## START Information given

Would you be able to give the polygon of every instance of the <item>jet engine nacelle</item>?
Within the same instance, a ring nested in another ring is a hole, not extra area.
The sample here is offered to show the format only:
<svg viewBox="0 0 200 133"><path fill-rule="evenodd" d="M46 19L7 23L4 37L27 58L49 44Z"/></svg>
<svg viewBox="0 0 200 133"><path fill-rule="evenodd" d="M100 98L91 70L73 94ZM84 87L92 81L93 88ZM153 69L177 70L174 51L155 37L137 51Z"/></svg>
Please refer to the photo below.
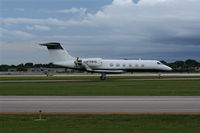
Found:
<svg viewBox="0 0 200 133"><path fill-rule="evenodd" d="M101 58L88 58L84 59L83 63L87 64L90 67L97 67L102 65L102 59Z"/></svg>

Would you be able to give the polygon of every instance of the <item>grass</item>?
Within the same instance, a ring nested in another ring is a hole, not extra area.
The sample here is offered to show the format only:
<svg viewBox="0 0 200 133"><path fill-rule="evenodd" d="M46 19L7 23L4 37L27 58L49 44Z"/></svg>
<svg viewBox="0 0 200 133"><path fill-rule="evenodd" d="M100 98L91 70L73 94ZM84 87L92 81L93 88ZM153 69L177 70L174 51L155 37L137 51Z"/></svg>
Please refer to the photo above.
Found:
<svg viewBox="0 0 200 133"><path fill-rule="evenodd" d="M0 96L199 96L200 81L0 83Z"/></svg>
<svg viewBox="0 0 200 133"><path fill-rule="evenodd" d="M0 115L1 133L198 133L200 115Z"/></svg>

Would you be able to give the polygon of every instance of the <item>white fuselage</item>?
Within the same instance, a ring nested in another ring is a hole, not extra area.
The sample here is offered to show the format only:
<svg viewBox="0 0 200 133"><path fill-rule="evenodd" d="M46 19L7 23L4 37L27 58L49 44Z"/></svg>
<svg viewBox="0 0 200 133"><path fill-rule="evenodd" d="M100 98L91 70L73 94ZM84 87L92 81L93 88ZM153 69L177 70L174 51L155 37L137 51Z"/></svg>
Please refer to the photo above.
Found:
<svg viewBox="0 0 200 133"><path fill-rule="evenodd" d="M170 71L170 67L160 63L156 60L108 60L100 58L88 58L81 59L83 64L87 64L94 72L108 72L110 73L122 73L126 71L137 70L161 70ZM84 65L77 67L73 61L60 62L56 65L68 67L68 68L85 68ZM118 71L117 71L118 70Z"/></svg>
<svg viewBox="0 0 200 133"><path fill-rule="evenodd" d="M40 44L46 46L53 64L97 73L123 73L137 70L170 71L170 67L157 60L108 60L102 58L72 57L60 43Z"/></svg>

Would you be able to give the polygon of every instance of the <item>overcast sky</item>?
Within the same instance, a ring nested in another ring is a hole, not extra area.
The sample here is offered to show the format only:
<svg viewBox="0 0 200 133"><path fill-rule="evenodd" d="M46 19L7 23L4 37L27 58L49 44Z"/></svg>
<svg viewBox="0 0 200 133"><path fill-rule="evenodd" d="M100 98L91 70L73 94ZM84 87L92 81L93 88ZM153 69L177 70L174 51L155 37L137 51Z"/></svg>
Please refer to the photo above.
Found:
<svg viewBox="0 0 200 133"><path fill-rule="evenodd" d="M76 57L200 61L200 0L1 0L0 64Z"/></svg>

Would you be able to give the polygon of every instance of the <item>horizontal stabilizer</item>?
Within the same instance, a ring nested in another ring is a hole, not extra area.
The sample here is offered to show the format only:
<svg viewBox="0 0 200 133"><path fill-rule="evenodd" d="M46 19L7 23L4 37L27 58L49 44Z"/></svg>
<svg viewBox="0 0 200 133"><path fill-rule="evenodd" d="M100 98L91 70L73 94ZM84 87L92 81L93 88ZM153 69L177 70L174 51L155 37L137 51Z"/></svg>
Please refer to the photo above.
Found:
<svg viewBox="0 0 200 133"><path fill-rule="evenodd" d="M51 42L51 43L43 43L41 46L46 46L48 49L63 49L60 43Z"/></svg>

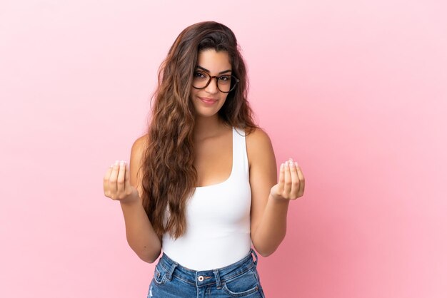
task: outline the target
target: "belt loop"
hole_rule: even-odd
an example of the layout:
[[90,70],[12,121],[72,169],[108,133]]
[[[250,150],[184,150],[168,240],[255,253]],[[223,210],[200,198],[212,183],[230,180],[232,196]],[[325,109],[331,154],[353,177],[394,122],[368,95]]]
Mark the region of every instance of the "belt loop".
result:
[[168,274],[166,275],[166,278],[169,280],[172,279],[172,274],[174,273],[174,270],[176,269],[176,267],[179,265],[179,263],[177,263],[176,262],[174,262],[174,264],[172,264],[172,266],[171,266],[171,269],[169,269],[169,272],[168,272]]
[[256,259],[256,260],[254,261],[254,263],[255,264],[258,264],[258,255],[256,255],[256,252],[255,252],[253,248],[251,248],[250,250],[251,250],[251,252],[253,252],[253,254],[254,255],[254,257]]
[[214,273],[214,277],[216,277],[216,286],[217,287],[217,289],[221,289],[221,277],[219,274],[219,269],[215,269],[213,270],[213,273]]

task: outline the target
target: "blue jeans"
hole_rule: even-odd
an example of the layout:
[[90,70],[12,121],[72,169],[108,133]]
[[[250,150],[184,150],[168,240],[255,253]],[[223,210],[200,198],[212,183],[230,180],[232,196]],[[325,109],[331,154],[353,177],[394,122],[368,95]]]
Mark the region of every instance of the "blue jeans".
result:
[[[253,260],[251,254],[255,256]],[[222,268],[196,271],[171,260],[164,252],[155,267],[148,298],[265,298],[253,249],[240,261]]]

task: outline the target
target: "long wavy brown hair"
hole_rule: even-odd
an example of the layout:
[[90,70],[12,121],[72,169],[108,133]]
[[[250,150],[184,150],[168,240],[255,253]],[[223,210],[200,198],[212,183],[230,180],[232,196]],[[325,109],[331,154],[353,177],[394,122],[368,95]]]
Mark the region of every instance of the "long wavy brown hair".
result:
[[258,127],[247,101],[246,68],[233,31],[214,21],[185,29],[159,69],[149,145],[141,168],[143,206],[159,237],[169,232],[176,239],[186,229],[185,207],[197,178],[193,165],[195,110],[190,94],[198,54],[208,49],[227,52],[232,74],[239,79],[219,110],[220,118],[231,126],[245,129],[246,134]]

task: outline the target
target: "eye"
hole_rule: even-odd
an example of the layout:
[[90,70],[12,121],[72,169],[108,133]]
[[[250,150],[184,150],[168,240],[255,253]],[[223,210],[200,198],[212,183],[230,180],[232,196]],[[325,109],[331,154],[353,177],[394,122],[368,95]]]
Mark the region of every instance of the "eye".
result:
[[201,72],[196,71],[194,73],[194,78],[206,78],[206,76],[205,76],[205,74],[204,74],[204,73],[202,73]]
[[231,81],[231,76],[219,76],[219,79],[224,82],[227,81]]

## END Information given

Brief » Reproduce every item above word for word, omitting the pictures.

Solution for this task »
Would you be able to give the polygon of every instance of the <item>jet engine nacelle</item>?
Within the same instance, a ring nested in another ring is a hole, not extra area.
The sample here is offered to show the format only:
<svg viewBox="0 0 200 133"><path fill-rule="evenodd" d="M46 19L7 23L4 37L27 58L49 44Z"/></svg>
<svg viewBox="0 0 200 133"><path fill-rule="evenodd" d="M100 98L91 70L73 94ZM84 87L92 81L93 88ZM153 69L177 70L174 51L155 37L137 51Z"/></svg>
Please refer to the photo below.
Found:
<svg viewBox="0 0 200 133"><path fill-rule="evenodd" d="M101 58L88 58L84 59L83 63L87 64L90 67L97 67L102 65L102 59Z"/></svg>

Would you be able to give the polygon of every instance of the <item>grass</item>?
Within the same instance, a ring nested in another ring is a hole, not extra area.
The sample here is offered to show the format only:
<svg viewBox="0 0 200 133"><path fill-rule="evenodd" d="M46 19L7 23L4 37L27 58L49 44Z"/></svg>
<svg viewBox="0 0 200 133"><path fill-rule="evenodd" d="M100 98L91 70L73 94ZM84 87L92 81L93 88ZM153 69L177 70L174 51L155 37L137 51Z"/></svg>
Please refer to the photo above.
Found:
<svg viewBox="0 0 200 133"><path fill-rule="evenodd" d="M0 96L199 96L200 81L0 83Z"/></svg>
<svg viewBox="0 0 200 133"><path fill-rule="evenodd" d="M0 115L1 133L198 133L200 115Z"/></svg>

Would you be able to give the polygon of every instance of the <item>white fuselage</item>?
Within the same instance, a ring nested in another ring is a hole, not extra area.
The sample here is offered to show the format only:
<svg viewBox="0 0 200 133"><path fill-rule="evenodd" d="M46 19L7 23L4 37L27 58L49 44Z"/></svg>
<svg viewBox="0 0 200 133"><path fill-rule="evenodd" d="M100 98L91 70L73 94ZM84 87L92 81L93 88ZM153 69L177 70L174 51L155 37L137 51Z"/></svg>
Please refer to the photo above.
Found:
<svg viewBox="0 0 200 133"><path fill-rule="evenodd" d="M170 71L170 67L160 63L156 60L108 60L100 58L88 58L81 59L83 64L87 64L94 72L108 72L110 73L122 73L126 71L137 70L161 70ZM84 65L77 67L73 61L60 62L56 65L68 67L68 68L85 68ZM118 71L117 71L118 70Z"/></svg>
<svg viewBox="0 0 200 133"><path fill-rule="evenodd" d="M40 44L46 46L53 64L97 73L123 73L137 70L170 71L170 67L157 60L108 60L102 58L72 57L60 43Z"/></svg>

Would you be able to give the polygon of every instance of the <item>overcast sky</item>?
Within the same instance, a ring nested in another ring is a hole, not extra area.
The sample here is offered to show the format only:
<svg viewBox="0 0 200 133"><path fill-rule="evenodd" d="M46 19L7 23L4 37L27 58L49 44Z"/></svg>
<svg viewBox="0 0 200 133"><path fill-rule="evenodd" d="M100 98L91 70L73 94ZM84 87L92 81L93 88ZM153 69L177 70L174 51L155 37L137 51Z"/></svg>
Please refer to the photo above.
Found:
<svg viewBox="0 0 200 133"><path fill-rule="evenodd" d="M76 57L200 61L200 0L1 0L0 64Z"/></svg>

Would you be able to give the polygon of every instance of the <item>horizontal stabilizer</item>?
Within the same instance, a ring nested in another ring is a hole, not extra area.
The sample here is offered to show the format only:
<svg viewBox="0 0 200 133"><path fill-rule="evenodd" d="M46 19L7 23L4 37L27 58L49 44Z"/></svg>
<svg viewBox="0 0 200 133"><path fill-rule="evenodd" d="M100 98L91 70L73 94ZM84 87L92 81L93 88ZM153 69L177 70L174 51L155 37L137 51Z"/></svg>
Please refer to the photo above.
Found:
<svg viewBox="0 0 200 133"><path fill-rule="evenodd" d="M51 42L51 43L43 43L41 46L46 46L48 49L63 49L60 43Z"/></svg>

task: outline the target
target: "belt loop"
hole_rule: even-odd
an example of the layout:
[[90,70],[12,121],[72,169],[108,133]]
[[[250,150],[184,150],[168,240],[255,253]],[[223,210],[200,198],[212,183],[230,180],[232,196]],[[325,109],[331,154],[353,177],[394,122],[368,95]]]
Mark the region of every instance of the "belt loop".
result:
[[168,274],[166,275],[166,278],[169,280],[172,279],[172,274],[174,273],[174,270],[176,269],[176,267],[179,265],[179,263],[177,263],[176,262],[174,262],[174,264],[172,264],[172,266],[171,266],[171,269],[169,269],[169,272],[168,272]]
[[256,259],[256,260],[254,261],[254,263],[255,264],[258,264],[258,255],[256,255],[256,252],[255,252],[253,248],[251,248],[250,250],[251,250],[251,252],[253,252],[253,254],[254,255],[254,257]]
[[214,273],[214,277],[216,277],[216,286],[217,287],[217,289],[221,289],[221,277],[219,274],[219,269],[215,269],[213,270],[213,273]]

task: outline the target
target: "blue jeans"
hole_rule: even-odd
an example of the layout:
[[90,70],[12,121],[72,169],[108,133]]
[[[250,150],[184,150],[168,240],[255,253]],[[223,210],[200,198],[212,183],[230,180],[232,196]],[[325,109],[331,154],[353,177],[394,122],[368,95]]]
Mark the region of every instance of the "blue jeans".
result:
[[[253,260],[251,254],[255,256]],[[222,268],[196,271],[171,260],[164,252],[155,267],[148,298],[265,298],[253,249],[240,261]]]

task: outline the target
target: "long wavy brown hair"
hole_rule: even-odd
an example of the layout:
[[90,70],[12,121],[72,169],[108,133]]
[[[250,150],[184,150],[168,240],[255,253]],[[223,210],[200,198],[212,183],[230,180],[232,196]],[[325,109],[331,154],[353,177],[394,122],[368,95]]]
Mark the region of every instance of the "long wavy brown hair".
result:
[[258,127],[247,101],[246,68],[233,31],[214,21],[185,29],[159,69],[149,145],[141,168],[143,206],[159,237],[169,232],[176,239],[186,229],[185,207],[197,178],[193,165],[195,110],[190,94],[198,54],[208,49],[227,52],[232,74],[239,79],[219,110],[220,118],[231,126],[245,129],[246,134]]

task: outline the target
target: "eye"
hole_rule: even-odd
an example of the layout:
[[90,70],[12,121],[72,169],[108,133]]
[[[250,150],[184,150],[168,240],[255,253]],[[223,210],[200,198],[212,183],[230,180],[232,196]],[[325,109],[331,154],[353,177],[394,122],[368,95]]]
Mark the region of every instance of the "eye".
result:
[[201,72],[196,71],[194,73],[194,78],[206,78],[206,76],[205,76],[205,74],[204,74],[204,73],[202,73]]
[[231,81],[231,76],[219,76],[219,79],[224,82],[227,81]]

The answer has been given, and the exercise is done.